ZU ERLEDIGENDE AUFGABEN:
a - Ändere den Textauszug zwischen „Für ein Spiel“ und „einem Mythos sprechen.“ einschließlich und gib diesen Teil wieder. Ersetze dabei „Virtus Rom“ durch „Virtus Roma“.
b - Beantworte anhand des Textauszugs kurz:
(i) Um wie viel Uhr beginnt das Eurocup-Spiel gegen Virtus Rom?
(ii) In welchen Jahren spielten die Berliner am Falkplatz?
(iii) Welche Show wird in dieser Woche in der Arena am Ostbahnhof aufgeführt?
c - Führe den Textauszug über Albas Spiel in der Schmeling-Halle nach seinem letzten Satz weiter.

TEXTAUSZUG:

==============================

Für ein Spiel im Eurocup: Albas Zeitreise in die Schmeling-Halle

Für das Spiel gegen Virtus Rom zieht Alba heute in die Max-Schmeling-Halle, wo der Klub seine goldenen Zeiten erlebt hat. Mancher Fan denkt deshalb mit Wehmut an die Arena in Prenzlauer Berg zurück.

Sogar die alten Körbe sind noch da, komplett mit Europapokal-Logo der Saison 2007/2008. In den Katakomben der Max-Schmeling-Halle lagern auch alte Werbebanden und das Parkett, auf dem Alba Berlin bis vor fünf Jahren viele Siege errang und Titel feierte. Ab Donnerstag früh, 7 Uhr, wird die Arena in Prenzlauer Berg für einen Tag wieder zu Albas Heimhalle umgebaut, um 20 Uhr ist im Eurocup Virtus Rom zu Gast. Geschäftsführer Marco Baldi spricht beim Tagesausflug von einer „Zeitreise“, die sein Klub unternimmt. Man könnte auch von der Rückkehr zu einem Mythos sprechen.

Die Berliner spielten von 1996 bis 2008 am Falkplatz, in diese Zeit fallen alle acht Meistertitel und fünf der sieben Pokalsiege. Hinzu kamen legendäre Spiele wie das 141:127 gegen Bosna Sarajewo nach fünffacher Verlängerung, immer noch die längste je gespielte Partie im Basketball-Europapokal. Es war Albas goldene Zeit, mancher Fan denkt deshalb mit Wehmut an die Max-Schmeling-Halle zurück. Als der Klub Ende Oktober bekannt gab, dass das Spiel gegen Rom wegen Terminschwierigkeiten mit der Arena am Ostbahnhof – dort wird in dieserWoche die Show „Ice Age live“ aufgeführt – in die Schmeling-Halle verlegt würde, reagierten viele Anhänger mit spontaner Euphorie. Die große Nostalgiewelle und ein Ansturm auf Tickets sind aber ausgeblieben. Am Mittwochabend waren immer noch Restkarten für das Spiel zu haben.

==============================

BEREITGESTELLTES MATERIAL:

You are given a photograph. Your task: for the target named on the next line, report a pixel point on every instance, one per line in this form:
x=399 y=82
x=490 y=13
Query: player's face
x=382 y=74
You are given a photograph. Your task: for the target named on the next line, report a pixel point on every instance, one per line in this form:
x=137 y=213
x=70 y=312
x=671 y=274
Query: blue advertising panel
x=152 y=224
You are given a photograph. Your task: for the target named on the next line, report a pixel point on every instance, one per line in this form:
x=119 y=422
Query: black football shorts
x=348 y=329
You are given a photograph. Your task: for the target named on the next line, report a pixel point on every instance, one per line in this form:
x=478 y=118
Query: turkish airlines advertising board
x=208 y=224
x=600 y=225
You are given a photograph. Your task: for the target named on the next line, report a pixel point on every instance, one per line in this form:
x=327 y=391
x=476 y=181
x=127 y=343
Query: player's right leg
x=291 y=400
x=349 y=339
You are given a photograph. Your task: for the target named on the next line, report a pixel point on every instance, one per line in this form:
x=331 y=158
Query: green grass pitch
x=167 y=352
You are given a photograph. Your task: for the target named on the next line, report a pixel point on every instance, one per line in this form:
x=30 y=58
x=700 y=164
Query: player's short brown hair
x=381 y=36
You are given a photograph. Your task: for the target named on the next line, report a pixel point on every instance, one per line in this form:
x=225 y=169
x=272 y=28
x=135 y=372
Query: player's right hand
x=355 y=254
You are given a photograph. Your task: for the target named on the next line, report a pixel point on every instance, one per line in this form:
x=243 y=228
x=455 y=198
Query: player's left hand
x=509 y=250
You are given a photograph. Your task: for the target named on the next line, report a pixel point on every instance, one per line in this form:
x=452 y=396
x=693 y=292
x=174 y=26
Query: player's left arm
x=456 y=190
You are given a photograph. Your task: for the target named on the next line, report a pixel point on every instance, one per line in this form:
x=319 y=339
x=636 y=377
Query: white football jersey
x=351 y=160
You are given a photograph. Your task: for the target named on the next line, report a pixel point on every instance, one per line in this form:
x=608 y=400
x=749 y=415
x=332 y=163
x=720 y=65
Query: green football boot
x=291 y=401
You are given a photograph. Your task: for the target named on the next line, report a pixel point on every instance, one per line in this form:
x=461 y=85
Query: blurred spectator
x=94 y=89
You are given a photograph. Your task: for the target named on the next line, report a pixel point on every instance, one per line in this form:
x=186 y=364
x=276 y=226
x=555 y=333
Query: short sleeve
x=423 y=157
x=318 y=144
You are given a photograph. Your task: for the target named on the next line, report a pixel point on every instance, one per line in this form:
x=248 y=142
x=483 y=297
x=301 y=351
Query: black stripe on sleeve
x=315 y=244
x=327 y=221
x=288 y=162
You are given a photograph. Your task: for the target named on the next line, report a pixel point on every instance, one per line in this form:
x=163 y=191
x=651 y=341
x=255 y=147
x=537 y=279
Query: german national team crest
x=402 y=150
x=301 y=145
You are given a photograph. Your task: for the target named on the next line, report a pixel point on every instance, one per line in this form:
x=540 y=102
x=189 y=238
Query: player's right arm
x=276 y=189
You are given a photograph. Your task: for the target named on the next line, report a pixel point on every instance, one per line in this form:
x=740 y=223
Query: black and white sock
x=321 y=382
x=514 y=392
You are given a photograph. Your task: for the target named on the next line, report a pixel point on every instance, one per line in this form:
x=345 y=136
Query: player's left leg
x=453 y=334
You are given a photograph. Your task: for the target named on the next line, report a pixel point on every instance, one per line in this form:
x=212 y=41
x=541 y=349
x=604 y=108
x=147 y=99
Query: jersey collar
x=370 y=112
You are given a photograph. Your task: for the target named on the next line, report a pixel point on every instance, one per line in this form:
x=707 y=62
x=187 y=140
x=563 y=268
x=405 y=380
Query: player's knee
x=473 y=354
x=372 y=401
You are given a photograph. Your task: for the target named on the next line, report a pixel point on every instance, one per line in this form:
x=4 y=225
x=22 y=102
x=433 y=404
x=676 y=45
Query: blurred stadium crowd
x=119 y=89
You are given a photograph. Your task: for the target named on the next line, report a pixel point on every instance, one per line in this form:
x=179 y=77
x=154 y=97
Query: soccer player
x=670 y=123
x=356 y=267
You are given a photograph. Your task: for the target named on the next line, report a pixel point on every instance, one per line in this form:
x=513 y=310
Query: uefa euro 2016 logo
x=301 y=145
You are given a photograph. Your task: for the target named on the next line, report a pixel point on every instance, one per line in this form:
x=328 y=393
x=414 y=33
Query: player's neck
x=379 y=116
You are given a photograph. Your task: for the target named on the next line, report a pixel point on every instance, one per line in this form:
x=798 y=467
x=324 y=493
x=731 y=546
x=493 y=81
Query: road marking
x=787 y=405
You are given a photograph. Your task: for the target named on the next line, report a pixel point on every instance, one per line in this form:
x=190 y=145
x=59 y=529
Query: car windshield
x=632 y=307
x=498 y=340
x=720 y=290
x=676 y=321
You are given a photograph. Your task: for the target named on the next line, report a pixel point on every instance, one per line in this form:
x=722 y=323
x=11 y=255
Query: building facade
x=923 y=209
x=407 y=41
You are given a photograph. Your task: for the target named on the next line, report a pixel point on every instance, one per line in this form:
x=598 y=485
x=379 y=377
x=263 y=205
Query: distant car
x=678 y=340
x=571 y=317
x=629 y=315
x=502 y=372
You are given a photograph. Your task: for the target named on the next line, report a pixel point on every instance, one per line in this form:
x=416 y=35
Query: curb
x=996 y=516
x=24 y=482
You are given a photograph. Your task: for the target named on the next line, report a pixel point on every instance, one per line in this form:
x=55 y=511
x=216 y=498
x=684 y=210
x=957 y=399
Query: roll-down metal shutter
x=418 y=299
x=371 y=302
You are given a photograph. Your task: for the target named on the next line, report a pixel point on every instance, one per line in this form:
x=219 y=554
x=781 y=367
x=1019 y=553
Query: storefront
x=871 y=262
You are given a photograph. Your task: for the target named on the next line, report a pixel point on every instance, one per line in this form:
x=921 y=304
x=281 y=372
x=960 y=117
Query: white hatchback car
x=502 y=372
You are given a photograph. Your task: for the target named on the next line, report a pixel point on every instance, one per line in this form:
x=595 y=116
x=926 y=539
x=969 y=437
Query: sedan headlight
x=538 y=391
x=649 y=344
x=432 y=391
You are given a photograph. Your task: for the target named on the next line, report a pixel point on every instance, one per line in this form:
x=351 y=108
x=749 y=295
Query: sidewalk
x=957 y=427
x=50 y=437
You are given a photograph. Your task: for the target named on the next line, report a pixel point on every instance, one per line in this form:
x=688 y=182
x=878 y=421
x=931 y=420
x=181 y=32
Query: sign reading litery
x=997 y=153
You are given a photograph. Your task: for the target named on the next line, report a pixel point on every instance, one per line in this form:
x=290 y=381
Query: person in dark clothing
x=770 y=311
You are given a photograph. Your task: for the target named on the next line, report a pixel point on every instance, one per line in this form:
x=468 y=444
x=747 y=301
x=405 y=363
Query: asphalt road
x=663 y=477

==============================

ANTWORTEN:
a -
Für ein Spiel im Eurocup: Albas Zeitreise in die Schmeling-Halle

Für das Spiel gegen Virtus Roma zieht Alba heute in die Max-Schmeling-Halle, wo der Klub seine goldenen Zeiten erlebt hat. Mancher Fan denkt deshalb mit Wehmut an die Arena in Prenzlauer Berg zurück.

Sogar die alten Körbe sind noch da, komplett mit Europapokal-Logo der Saison 2007/2008. In den Katakomben der Max-Schmeling-Halle lagern auch alte Werbebanden und das Parkett, auf dem Alba Berlin bis vor fünf Jahren viele Siege errang und Titel feierte. Ab Donnerstag früh, 7 Uhr, wird die Arena in Prenzlauer Berg für einen Tag wieder zu Albas Heimhalle umgebaut, um 20 Uhr ist im Eurocup Virtus Roma zu Gast. Geschäftsführer Marco Baldi spricht beim Tagesausflug von einer „Zeitreise“, die sein Klub unternimmt. Man könnte auch von der Rückkehr zu einem Mythos sprechen.

b -
(i) Um 20 Uhr.
(ii) Von 1996 bis 2008.
(iii) „Ice Age live“.

c -
„Es bringt doch nichts, ständig zurückzuschauen und die Vergangenheit zu verklären“, sagt Sven Müller aus dem Vorstand des „Alba-Tross“, des größten Fanklubs des Vereins. „Trotzdem ist es natürlich ein schönes Gefühl, in die Schmeling-Halle zurückzukehren.“ Als Alba 2008 in die Arena am Ostbahnhof zog, meckerten viele Fans über die weitläufigere Halle, die atmosphärisch mit der engeren Schmeling-Halle nur bedingt mithalten kann. Laut Müller hatte es die gleiche Kritik aber auch schon gegeben, als Alba der kleinen Charlottenburger Sömmeringhalle den Rücken kehrte und in die neu errichtete Schmeling-Halle zog. „Wir haben die Anfangsschwierigkeiten überwunden und sind in der O2-World angekommen, das ist jetzt unser Zuhause“, sagt Müller. Bei Block 212, der zweiten großen Fangruppierung, sieht man das ähnlich. „Natürlich ist es in der Schmeling-Halle einfacher als in der O2-World, Stimmung zu machen“, sagt Alexander Kürth, der bei Heimspielen mit Megaphon die Fangesänge anführt. „Die O2-World ist aber der nächste Schritt für Alba. Es wäre vermessen, eine Rückkehr zu fordern.“

Ganz so eindeutig sehen das nicht alle Fans. Vor wenigen Wochen tauchte bei einem Heimspiel plötzlich ein Banner mit der Aufschrift „5 Jahre heiße Luft! Schnauze voll! Pro MSH!“ im Alba-Block auf. Die kleine Ultra-Gruppierung City Slickers 89 brachte damit ihre Unzufriedenheit über die Stimmung in der Arena am Ostbahnhof zum Ausdruck. Zu selten sei die riesige Halle ausverkauft, zu kommerziell das gesamte Ambiente, zu erfolglos die Mannschaft seit dem Umzug, heißt es bei der Gruppe. Mit dieser radikalen Ansicht stehen die City Slickers in Verein und Fanszene aber ziemlich allein da.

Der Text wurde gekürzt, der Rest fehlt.